◆ CHALLENGES ◆
a – Reproduce the section of the music genre MoE description below from "Why MoE for" to "as confidence scores.", word for word.
b – According to the music genre MoE description below, which genres do the model's expert networks cover?

___ DOCUMENT SEGMENT

🎵 Music Genre MoE — Mixture of Experts for Genre Identification (Work in Progress)

A PyTorch implementation of a Mixture of Experts (MoE) architecture for music genre classification. Instead of one monolithic classifier, the model maintains five specialised genre expert networks — Jazz, Blues, Rock, Pop, and Classical — each trained to recognise the distinctive acoustic fingerprint of its genre. A learned gating network dynamically routes each audio clip to the right combination of experts, enabling soft, interpretable predictions across genre boundaries.

Architecture Overview

Why MoE for music?

Genres are not hard categories — a track can be simultaneously bluesy and rocky, or jazzy and classical. Hard classifiers force a binary decision. The MoE approach produces soft routing weights that naturally represent these overlapping memberships, and the per-expert activations are directly human-readable as confidence scores.

______
___ GIVEN DATA

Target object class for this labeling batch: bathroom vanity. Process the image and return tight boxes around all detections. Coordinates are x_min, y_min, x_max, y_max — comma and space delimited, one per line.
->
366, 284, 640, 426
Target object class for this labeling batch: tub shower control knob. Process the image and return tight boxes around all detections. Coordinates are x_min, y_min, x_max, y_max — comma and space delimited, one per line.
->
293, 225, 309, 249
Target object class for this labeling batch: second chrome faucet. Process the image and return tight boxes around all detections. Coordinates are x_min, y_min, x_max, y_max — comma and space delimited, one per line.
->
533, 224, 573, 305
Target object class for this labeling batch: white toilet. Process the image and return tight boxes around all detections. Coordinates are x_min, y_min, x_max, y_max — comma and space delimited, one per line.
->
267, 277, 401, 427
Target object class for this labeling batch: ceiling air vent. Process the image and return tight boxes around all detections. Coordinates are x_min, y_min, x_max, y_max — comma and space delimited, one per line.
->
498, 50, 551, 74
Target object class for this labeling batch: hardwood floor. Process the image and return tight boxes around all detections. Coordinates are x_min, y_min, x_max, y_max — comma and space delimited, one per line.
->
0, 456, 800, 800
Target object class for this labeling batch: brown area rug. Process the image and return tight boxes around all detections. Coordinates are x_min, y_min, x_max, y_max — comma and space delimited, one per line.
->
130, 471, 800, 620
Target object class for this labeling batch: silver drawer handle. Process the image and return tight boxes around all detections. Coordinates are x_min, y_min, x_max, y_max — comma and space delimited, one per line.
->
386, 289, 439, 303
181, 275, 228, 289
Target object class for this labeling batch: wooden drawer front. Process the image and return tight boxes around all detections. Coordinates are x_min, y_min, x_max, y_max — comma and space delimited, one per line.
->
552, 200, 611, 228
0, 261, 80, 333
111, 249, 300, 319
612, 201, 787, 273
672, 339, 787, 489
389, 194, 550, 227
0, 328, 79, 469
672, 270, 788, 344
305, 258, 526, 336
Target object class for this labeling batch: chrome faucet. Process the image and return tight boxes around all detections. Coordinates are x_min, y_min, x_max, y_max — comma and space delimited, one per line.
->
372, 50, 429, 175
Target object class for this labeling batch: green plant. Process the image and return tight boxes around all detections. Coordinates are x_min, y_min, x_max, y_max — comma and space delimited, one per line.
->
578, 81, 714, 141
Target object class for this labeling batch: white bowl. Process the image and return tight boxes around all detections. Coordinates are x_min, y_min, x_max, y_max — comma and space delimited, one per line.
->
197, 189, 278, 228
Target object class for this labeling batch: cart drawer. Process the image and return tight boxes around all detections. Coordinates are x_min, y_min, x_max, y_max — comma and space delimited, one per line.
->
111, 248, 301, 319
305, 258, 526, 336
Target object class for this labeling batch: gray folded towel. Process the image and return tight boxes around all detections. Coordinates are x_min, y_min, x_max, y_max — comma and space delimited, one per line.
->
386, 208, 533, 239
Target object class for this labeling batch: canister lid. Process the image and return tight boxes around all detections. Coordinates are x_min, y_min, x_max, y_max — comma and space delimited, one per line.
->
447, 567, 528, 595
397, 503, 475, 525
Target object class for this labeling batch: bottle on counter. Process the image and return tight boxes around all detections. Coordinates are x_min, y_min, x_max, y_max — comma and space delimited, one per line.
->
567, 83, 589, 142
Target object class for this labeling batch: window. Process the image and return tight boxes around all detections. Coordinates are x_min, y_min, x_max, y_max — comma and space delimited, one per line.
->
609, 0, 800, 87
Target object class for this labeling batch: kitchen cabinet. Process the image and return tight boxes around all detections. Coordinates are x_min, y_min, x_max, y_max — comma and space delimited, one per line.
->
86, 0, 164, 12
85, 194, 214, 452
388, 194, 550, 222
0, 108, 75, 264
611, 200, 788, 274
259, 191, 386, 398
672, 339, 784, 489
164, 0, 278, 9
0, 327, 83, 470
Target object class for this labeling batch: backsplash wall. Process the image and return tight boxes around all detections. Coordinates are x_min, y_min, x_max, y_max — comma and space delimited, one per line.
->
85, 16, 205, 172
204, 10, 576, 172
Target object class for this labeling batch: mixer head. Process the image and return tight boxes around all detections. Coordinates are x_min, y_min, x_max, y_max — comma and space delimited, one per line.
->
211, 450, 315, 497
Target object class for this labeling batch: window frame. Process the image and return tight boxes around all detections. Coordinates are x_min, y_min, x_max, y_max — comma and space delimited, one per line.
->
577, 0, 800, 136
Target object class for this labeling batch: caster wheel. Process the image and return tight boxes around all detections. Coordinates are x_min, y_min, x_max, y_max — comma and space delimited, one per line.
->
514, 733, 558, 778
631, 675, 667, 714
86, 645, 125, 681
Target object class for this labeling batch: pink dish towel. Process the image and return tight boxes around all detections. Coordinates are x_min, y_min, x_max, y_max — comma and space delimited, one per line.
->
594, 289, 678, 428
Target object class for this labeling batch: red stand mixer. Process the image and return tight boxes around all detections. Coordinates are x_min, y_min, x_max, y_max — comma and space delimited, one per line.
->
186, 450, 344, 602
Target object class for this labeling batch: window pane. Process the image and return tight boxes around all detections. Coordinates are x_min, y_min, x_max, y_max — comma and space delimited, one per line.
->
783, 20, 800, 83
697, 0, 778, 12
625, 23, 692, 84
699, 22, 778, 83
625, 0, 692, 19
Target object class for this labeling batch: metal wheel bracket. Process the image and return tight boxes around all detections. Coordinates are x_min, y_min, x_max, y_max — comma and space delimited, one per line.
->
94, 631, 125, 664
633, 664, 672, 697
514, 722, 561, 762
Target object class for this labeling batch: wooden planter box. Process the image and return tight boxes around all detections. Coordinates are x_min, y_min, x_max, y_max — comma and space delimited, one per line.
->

______

◆ RESPONSES TO THE TASKS ◆
a –
Why MoE for music?

Genres are not hard categories — a track can be simultaneously bluesy and rocky, or jazzy and classical. Hard classifiers force a binary decision. The MoE approach produces soft routing weights that naturally represent these overlapping memberships, and the per-expert activations are directly human-readable as confidence scores.

b – Jazz, Blues, Rock, Pop, and Classical.